Why the youth athlete is much more vulnerable to injury

0
346

Over half of school age children participate in at least 3 hours of organised sport each week.

For many young athletes it is considerably more. In fact, it is not uncommon for adolescent athletes to spend more than 20 hours a week training and playing.

Or for children as young as 6-8 years old to be selected into representative teams that compete against others of similar calibre.

Inevitably, increased involvement in sport results in greater risk of injury.

But more worryingly, research indicates the severity of injuries in youth athletes is increasing

A high cost of injuries in youth athletes Tennis

Sports related traumatic injuries lodged with ACC for children and adolescents aged between 0-19 years over the past 12 months reveal that:

  • 204,000 injuries occurred in the last year costing us $80 million dollars to fix.
  • The ankle and the knee are the most commonly injured joints of the body.
  • The most severe and costly (60% of all injury expenditure in this age bracket) injuries happen to the knee.
  • Knee injuries are twice as common in females.
  • Injuries to the lower back and shoulder joint are also common.

But what’s more, research indicates that 62.5% of all injuries in females and 42% in males are caused by overuse, which are NOT accounted for in the statistics presented.

If we assume that 50% of all injuries across genders are overuse, it’s not unreasonable to suggest that over 408,000 injuries, at a cost of over $198 million dollars, would be seen annually.

Youth athletes are more vulnerable to injury

The young athlete is particularly vulnerable to injury because of the physical and physiological processes of growth.

### WORK INSTRUCTION
Set down, word for word, the stretch of the article on youth sports injuries from "But more worryingly, research" through "common in females.". The data below come from a separate source unrelated to the preceding text.

(Dataset entries)
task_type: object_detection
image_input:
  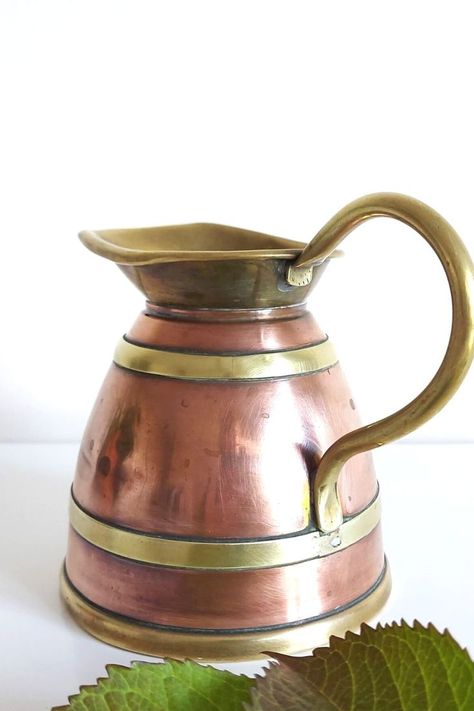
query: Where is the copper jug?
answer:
[61,193,474,660]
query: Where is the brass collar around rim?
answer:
[69,493,380,570]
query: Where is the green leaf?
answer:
[248,622,474,711]
[52,660,254,711]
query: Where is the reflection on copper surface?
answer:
[74,307,376,538]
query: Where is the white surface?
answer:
[0,444,474,711]
[0,0,474,442]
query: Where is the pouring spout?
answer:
[79,223,342,309]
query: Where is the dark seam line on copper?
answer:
[112,362,339,385]
[64,556,387,637]
[123,333,329,358]
[71,490,380,543]
[141,306,305,324]
[69,521,380,575]
[142,301,307,321]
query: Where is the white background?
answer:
[0,0,474,442]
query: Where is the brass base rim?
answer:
[61,564,391,662]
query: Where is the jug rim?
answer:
[79,222,342,266]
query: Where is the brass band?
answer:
[61,564,391,661]
[70,494,380,570]
[114,339,337,380]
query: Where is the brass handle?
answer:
[287,193,474,532]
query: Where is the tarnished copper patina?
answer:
[62,193,473,659]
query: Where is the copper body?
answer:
[66,305,384,630]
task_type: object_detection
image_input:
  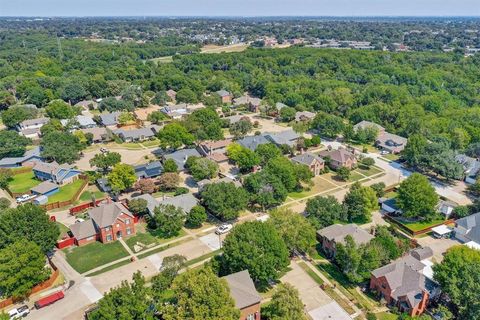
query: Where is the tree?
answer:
[185,206,207,228]
[188,158,219,181]
[163,159,178,173]
[89,152,122,173]
[0,130,31,158]
[88,272,155,320]
[255,143,282,166]
[396,173,438,219]
[268,209,316,254]
[45,100,77,119]
[0,204,60,253]
[262,283,307,320]
[200,182,248,221]
[158,122,195,149]
[343,182,378,222]
[128,198,148,216]
[433,246,480,320]
[221,221,289,286]
[0,238,49,298]
[154,204,185,238]
[162,268,240,320]
[41,131,84,164]
[157,172,180,191]
[305,196,345,230]
[108,163,137,193]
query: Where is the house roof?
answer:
[292,152,324,166]
[70,219,97,240]
[30,181,58,194]
[163,149,201,171]
[317,223,374,245]
[88,202,133,228]
[223,270,262,310]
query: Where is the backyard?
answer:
[65,241,128,273]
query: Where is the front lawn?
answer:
[8,171,41,193]
[48,179,83,203]
[66,241,128,273]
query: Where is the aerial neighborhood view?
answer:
[0,0,480,320]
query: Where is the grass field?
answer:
[48,179,83,203]
[66,241,128,273]
[8,171,41,193]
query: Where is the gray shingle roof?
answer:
[223,270,262,309]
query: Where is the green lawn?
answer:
[8,171,41,193]
[48,179,83,203]
[66,241,128,273]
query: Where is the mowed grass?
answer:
[66,241,128,273]
[48,179,83,203]
[8,171,41,193]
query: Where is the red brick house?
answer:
[70,202,136,246]
[223,270,262,320]
[370,248,440,316]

### SOLUTION FOR THIS PROBLEM
But more worryingly, research indicates the severity of injuries in youth athletes is increasing

A high cost of injuries in youth athletes Tennis

Sports related traumatic injuries lodged with ACC for children and adolescents aged between 0-19 years over the past 12 months reveal that:

  • 204,000 injuries occurred in the last year costing us $80 million dollars to fix.
  • The ankle and the knee are the most commonly injured joints of the body.
  • The most severe and costly (60% of all injury expenditure in this age bracket) injuries happen to the knee.
  • Knee injuries are twice as common in females.